Bashrah, sebuah kota di negeri Irak, merupakan tempat kelahiran
pertama bagi Tasawuf dan Sufi. Yang mana (di masa tabi’in) sebagian dari
ahli ibadah Bashrah mulai berlebihan dalam beribadah, zuhud dan wara’
terhadap dunia (dengan cara yang belum pernah dicontohkan oleh
Rasulullah ), hingga akhirnya mereka memilih untuk mengenakan pakaian
yang terbuat dari bulu domba (Shuuf/صُوْف). Meski kelompok ini tidak
mewajibkan tarekatnya dengan pakaian semacam itu, namun atas dasar
inilah mereka disebut dengan “Sufi”, sebagai nisbat kepada Shuuf
(صُوْف). Oleh karena itu, lafazh Sufi ini bukanlah nisbat kepada Ahlush
Shuffah yang ada di zaman Rasulullah , karena nisbat kepadanya dinamakan
Shuffi (صُفِّيٌ), bukan pula nisbat kepada shaf terdepan di hadapan
Allah , karena nisbat kepadanya dinamakan Shaffi (صَفِّيٌ), bukan pula
nisbat kepada makhluk pilihan Allah
(الصَّفْوَةُ
مِنْ خَلْقِ اللهِ) karena nisbat kepadanya adalah Shafawi (صَفَوِيٌّ)

--------------------------------------------------

| Tugas yang Diminta |
(a) Menurut teks sumber, kota mana yang merupakan tempat kelahiran pertama bagi Tasawuf dan Sufi?
(b) Terjemahkan kalimat dari teks sumber ini ke dalam bahasa Inggris: "Bashrah, sebuah kota di negeri Irak, merupakan tempat kelahiran pertama bagi Tasawuf dan Sufi."
Data ini tidak berkaitan dengan teks sumber.

--------------------------------------------------

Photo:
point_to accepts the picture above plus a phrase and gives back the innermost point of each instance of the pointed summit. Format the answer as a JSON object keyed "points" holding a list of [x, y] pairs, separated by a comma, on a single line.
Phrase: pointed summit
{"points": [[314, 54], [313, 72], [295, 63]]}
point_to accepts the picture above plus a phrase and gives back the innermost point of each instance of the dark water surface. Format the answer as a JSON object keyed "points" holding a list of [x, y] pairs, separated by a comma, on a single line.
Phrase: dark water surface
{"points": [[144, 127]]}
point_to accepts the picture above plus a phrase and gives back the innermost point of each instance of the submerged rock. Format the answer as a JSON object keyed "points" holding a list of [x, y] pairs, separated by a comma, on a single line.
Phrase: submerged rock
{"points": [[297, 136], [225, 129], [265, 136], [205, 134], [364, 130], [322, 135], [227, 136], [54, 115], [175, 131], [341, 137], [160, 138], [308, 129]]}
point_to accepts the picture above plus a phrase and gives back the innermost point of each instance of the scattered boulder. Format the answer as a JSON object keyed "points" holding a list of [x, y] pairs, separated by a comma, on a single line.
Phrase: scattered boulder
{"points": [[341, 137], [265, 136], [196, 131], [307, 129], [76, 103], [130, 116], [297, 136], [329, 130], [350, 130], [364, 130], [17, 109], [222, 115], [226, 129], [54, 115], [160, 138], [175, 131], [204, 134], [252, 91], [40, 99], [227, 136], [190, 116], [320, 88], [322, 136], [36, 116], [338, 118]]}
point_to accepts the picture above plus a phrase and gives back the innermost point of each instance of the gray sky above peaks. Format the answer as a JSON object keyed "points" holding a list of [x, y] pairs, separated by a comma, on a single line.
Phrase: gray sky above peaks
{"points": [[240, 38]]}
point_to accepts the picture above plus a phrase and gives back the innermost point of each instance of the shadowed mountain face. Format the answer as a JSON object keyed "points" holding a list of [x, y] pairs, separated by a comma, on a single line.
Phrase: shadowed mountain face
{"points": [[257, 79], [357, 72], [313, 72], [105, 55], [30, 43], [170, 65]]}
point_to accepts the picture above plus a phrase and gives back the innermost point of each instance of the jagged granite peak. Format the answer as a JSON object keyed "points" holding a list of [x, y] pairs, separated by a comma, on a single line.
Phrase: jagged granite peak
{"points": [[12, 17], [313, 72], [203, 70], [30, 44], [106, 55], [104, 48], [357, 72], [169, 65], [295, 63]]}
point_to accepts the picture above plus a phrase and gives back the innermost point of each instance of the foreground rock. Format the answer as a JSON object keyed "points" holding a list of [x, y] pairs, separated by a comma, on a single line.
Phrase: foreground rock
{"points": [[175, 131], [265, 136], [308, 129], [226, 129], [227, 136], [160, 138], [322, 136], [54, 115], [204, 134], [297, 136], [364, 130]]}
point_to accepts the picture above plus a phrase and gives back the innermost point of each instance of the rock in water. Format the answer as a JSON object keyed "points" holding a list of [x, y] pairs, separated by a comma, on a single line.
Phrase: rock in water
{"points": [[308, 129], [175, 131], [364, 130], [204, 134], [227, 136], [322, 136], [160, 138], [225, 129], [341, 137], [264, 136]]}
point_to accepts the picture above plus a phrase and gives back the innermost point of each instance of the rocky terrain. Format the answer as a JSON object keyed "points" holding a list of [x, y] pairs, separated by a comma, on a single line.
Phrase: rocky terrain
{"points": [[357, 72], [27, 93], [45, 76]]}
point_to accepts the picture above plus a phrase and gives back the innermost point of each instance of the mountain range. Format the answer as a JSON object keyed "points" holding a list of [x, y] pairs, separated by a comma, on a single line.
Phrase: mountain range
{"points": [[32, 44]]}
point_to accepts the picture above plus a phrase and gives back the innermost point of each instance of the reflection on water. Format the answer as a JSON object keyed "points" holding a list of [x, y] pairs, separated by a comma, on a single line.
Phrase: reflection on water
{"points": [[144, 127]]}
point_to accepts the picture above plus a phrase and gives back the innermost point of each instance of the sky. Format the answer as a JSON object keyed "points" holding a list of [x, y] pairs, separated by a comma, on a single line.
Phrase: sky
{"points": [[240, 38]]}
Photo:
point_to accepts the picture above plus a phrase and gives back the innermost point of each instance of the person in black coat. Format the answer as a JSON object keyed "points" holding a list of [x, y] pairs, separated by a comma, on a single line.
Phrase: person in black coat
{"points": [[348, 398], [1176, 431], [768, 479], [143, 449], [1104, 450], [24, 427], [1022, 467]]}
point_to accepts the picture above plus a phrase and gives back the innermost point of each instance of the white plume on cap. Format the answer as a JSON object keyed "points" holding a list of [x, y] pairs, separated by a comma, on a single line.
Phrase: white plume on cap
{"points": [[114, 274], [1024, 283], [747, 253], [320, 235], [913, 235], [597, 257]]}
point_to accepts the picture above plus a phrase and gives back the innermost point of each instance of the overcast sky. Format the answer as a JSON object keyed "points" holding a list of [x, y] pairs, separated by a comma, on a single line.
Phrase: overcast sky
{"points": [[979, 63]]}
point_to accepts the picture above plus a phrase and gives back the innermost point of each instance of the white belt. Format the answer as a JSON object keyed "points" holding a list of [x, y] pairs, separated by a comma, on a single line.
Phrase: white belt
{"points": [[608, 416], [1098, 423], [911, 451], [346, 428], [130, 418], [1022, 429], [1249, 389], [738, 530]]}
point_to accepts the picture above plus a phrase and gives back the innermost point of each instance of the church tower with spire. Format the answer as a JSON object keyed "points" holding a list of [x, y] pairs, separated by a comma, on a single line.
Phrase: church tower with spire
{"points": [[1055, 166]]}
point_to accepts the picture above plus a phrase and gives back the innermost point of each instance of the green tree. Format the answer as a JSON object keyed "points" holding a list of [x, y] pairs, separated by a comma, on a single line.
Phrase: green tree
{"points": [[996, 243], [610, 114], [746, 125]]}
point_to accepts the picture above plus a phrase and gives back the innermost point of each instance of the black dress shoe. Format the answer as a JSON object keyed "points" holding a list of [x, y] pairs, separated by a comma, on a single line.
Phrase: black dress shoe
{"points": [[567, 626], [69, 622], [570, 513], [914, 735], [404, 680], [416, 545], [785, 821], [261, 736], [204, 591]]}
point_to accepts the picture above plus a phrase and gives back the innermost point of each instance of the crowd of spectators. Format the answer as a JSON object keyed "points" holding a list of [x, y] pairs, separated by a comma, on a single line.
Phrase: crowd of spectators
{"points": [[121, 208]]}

--------------------------------------------------

| Jawaban Berurutan |
(a) Bashrah, sebuah kota di negeri Irak.

(b) Bashrah, a city in the country of Iraq, is the first birthplace of Tasawuf and the Sufis.